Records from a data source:
● ● ● ● ● ● ●
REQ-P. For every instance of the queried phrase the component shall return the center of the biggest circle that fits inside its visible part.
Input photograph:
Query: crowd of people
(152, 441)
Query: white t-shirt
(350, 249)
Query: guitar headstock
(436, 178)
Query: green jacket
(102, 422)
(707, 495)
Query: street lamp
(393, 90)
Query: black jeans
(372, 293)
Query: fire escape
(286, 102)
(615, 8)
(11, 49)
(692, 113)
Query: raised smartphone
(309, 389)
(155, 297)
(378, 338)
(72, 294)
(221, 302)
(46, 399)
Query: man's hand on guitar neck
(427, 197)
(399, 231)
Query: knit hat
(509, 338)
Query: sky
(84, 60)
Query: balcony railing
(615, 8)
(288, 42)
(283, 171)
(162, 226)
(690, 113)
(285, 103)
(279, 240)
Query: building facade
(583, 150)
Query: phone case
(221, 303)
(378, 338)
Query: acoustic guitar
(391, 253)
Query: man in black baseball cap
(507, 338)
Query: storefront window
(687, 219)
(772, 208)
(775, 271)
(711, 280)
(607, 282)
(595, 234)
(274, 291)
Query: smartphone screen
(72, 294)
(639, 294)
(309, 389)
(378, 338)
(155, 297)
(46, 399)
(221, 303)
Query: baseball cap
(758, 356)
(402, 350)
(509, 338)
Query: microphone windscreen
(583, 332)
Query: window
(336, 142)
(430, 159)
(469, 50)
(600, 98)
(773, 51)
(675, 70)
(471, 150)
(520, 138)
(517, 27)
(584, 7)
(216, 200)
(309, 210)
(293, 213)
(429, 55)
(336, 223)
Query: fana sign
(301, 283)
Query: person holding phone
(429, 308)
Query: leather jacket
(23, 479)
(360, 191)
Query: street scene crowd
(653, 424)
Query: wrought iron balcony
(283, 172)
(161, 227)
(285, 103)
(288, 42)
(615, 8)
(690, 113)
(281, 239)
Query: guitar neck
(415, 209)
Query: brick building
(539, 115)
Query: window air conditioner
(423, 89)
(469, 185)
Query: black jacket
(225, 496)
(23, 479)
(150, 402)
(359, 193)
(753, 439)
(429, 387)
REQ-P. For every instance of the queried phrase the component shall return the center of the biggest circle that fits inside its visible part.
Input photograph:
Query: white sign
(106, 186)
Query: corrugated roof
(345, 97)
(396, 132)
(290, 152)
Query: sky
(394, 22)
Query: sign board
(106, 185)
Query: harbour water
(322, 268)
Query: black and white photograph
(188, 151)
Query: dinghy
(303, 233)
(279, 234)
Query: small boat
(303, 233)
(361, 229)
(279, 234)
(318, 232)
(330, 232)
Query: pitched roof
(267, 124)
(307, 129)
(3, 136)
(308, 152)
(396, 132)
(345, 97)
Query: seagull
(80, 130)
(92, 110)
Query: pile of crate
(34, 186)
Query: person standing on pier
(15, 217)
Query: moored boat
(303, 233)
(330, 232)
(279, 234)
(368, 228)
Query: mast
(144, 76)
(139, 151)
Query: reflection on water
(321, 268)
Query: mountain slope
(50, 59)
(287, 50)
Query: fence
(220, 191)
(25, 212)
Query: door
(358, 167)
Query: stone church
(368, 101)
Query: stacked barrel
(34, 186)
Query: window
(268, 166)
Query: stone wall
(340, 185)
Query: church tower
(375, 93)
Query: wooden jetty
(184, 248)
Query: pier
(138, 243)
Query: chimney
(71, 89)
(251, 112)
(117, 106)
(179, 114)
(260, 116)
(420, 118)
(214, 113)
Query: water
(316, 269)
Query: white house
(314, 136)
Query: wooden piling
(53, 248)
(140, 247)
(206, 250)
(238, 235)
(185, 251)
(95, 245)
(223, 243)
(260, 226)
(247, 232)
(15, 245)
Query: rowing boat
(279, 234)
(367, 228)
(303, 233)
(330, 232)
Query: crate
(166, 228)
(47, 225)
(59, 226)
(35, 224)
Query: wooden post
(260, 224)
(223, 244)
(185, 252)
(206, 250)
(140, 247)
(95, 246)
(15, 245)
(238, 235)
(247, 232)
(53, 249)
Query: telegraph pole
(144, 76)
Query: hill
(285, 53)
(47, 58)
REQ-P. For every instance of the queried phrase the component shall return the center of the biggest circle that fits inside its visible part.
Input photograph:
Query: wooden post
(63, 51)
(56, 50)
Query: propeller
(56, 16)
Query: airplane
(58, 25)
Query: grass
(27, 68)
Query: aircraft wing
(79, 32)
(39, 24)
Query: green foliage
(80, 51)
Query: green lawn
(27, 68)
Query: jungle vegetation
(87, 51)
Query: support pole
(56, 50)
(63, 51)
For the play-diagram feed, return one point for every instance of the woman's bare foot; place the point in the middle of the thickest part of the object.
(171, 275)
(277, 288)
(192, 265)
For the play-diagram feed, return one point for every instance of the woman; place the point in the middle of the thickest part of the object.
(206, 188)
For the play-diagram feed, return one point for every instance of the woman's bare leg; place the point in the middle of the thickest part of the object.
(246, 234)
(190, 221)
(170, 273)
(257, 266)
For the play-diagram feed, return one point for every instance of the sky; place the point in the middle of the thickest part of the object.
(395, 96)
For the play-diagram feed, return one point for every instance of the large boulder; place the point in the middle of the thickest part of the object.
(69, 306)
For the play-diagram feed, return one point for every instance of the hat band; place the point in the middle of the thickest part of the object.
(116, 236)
● ● ● ● ● ● ●
TASK DETAILS
When you write the entries out again, keep every word and mark exactly as it is.

OUTPUT FOR THIS EXERCISE
REQ-P. For every instance of the queried phrase the component shall return the center of the biggest circle that fits inside its visible part.
Input photograph:
Query: crowd of people
(152, 441)
Query: white t-shirt
(350, 249)
Query: guitar headstock
(436, 178)
Query: green jacket
(102, 422)
(707, 495)
Query: street lamp
(393, 90)
Query: black jeans
(372, 293)
Query: fire escape
(286, 102)
(615, 8)
(11, 49)
(692, 113)
Query: raised smartphone
(309, 389)
(155, 297)
(378, 338)
(72, 294)
(221, 302)
(46, 399)
Query: man's hand on guitar neck
(427, 197)
(399, 231)
Query: knit hat
(509, 338)
Query: sky
(84, 60)
Query: balcony railing
(615, 8)
(288, 42)
(283, 171)
(162, 226)
(690, 113)
(285, 103)
(279, 240)
Query: building facade
(583, 150)
Query: phone case
(221, 303)
(378, 338)
Query: acoustic guitar
(391, 253)
Query: man in black baseball cap
(507, 338)
Query: storefront window
(687, 219)
(772, 208)
(775, 271)
(711, 280)
(607, 282)
(595, 234)
(274, 291)
Query: smartphone screen
(72, 294)
(639, 294)
(309, 389)
(378, 338)
(155, 297)
(46, 399)
(221, 303)
Query: baseball cap
(758, 356)
(402, 350)
(509, 338)
Query: microphone windscreen
(583, 332)
Query: window
(336, 142)
(430, 159)
(469, 50)
(600, 98)
(773, 51)
(675, 70)
(471, 150)
(520, 138)
(517, 27)
(584, 7)
(216, 200)
(309, 210)
(293, 213)
(429, 55)
(336, 223)
Query: fana sign
(301, 283)
Query: person holding phone
(429, 308)
Query: leather jacket
(23, 479)
(360, 191)
Query: street scene crowd
(653, 424)
Query: wrought iron balcony
(283, 172)
(161, 227)
(285, 103)
(288, 42)
(615, 8)
(690, 113)
(281, 239)
Query: guitar neck
(415, 209)
Query: brick building
(539, 115)
Query: window air conditioner
(423, 89)
(469, 185)
Query: black jacket
(225, 496)
(23, 479)
(150, 402)
(359, 193)
(753, 439)
(429, 387)
REQ-P. For every instance of the queried phrase the component shall return the center of the biggest circle that fits inside its visible part.
Input photograph:
Query: white sign
(106, 186)
Query: corrugated roof
(345, 97)
(396, 132)
(290, 152)
Query: sky
(394, 22)
Query: sign board
(106, 185)
Query: harbour water
(322, 268)
Query: black and white photograph
(188, 151)
Query: dinghy
(303, 233)
(279, 234)
Query: small boat
(303, 233)
(361, 229)
(279, 234)
(318, 232)
(330, 232)
Query: pitched roof
(267, 124)
(307, 129)
(3, 136)
(308, 152)
(396, 132)
(345, 97)
Query: seagull
(80, 130)
(92, 110)
Query: pile of crate
(34, 186)
Query: person standing on pier
(15, 217)
Query: moored boat
(303, 233)
(330, 232)
(279, 234)
(368, 228)
Query: mast
(144, 76)
(139, 151)
Query: reflection on water
(321, 268)
Query: mountain slope
(50, 59)
(287, 50)
Query: fence
(220, 191)
(25, 212)
Query: door
(358, 167)
Query: stone church
(368, 101)
Query: stacked barrel
(34, 186)
Query: window
(268, 166)
Query: stone wall
(340, 185)
Query: church tower
(375, 93)
Query: wooden jetty
(184, 248)
Query: pier
(138, 243)
Query: chimney
(71, 89)
(251, 112)
(117, 106)
(179, 114)
(260, 116)
(420, 118)
(214, 113)
Query: water
(316, 269)
Query: white house
(314, 136)
Query: wooden piling
(53, 248)
(140, 247)
(206, 250)
(238, 235)
(185, 251)
(95, 245)
(223, 243)
(260, 226)
(247, 232)
(15, 245)
Query: rowing boat
(279, 234)
(367, 228)
(303, 233)
(330, 232)
Query: crate
(166, 228)
(47, 225)
(59, 226)
(35, 224)
Query: wooden post
(260, 224)
(223, 244)
(185, 252)
(206, 250)
(140, 247)
(95, 246)
(15, 245)
(238, 235)
(247, 232)
(53, 249)
Query: telegraph pole
(144, 76)
Query: hill
(285, 53)
(47, 58)
REQ-P. For every instance of the queried phrase the component shall return the center of the biggest circle that fits inside its visible part.
Input photograph:
Query: wooden post
(63, 51)
(56, 50)
Query: propeller
(56, 16)
Query: airplane
(58, 25)
Query: grass
(27, 68)
Query: aircraft wing
(79, 32)
(39, 24)
Query: green foliage
(80, 51)
Query: green lawn
(27, 68)
Query: jungle vegetation
(87, 51)
Query: support pole
(56, 50)
(63, 51)
For the play-diagram feed, return one point for every instance of the woman's bare foot; place the point in the middle of the thickest part of the object.
(171, 275)
(277, 288)
(192, 265)
For the play-diagram feed, return one point for every instance of the woman; place the point in the middle of the thickest part of the object.
(206, 188)
For the play-diagram feed, return one point for every instance of the woman's bare leg; place the point in the middle of the thickest part of the object.
(246, 234)
(190, 221)
(170, 273)
(257, 266)
For the play-diagram feed, return one point for every instance of the sky; place the point in the middle of the thickest part of the object.
(395, 96)
For the play-diagram feed, return one point for every instance of the large boulder; place the point in the middle of the thickest part of the object.
(69, 306)
For the play-diagram feed, return one point for every instance of the hat band; place the point in the middle of the thickest part of the object.
(116, 236)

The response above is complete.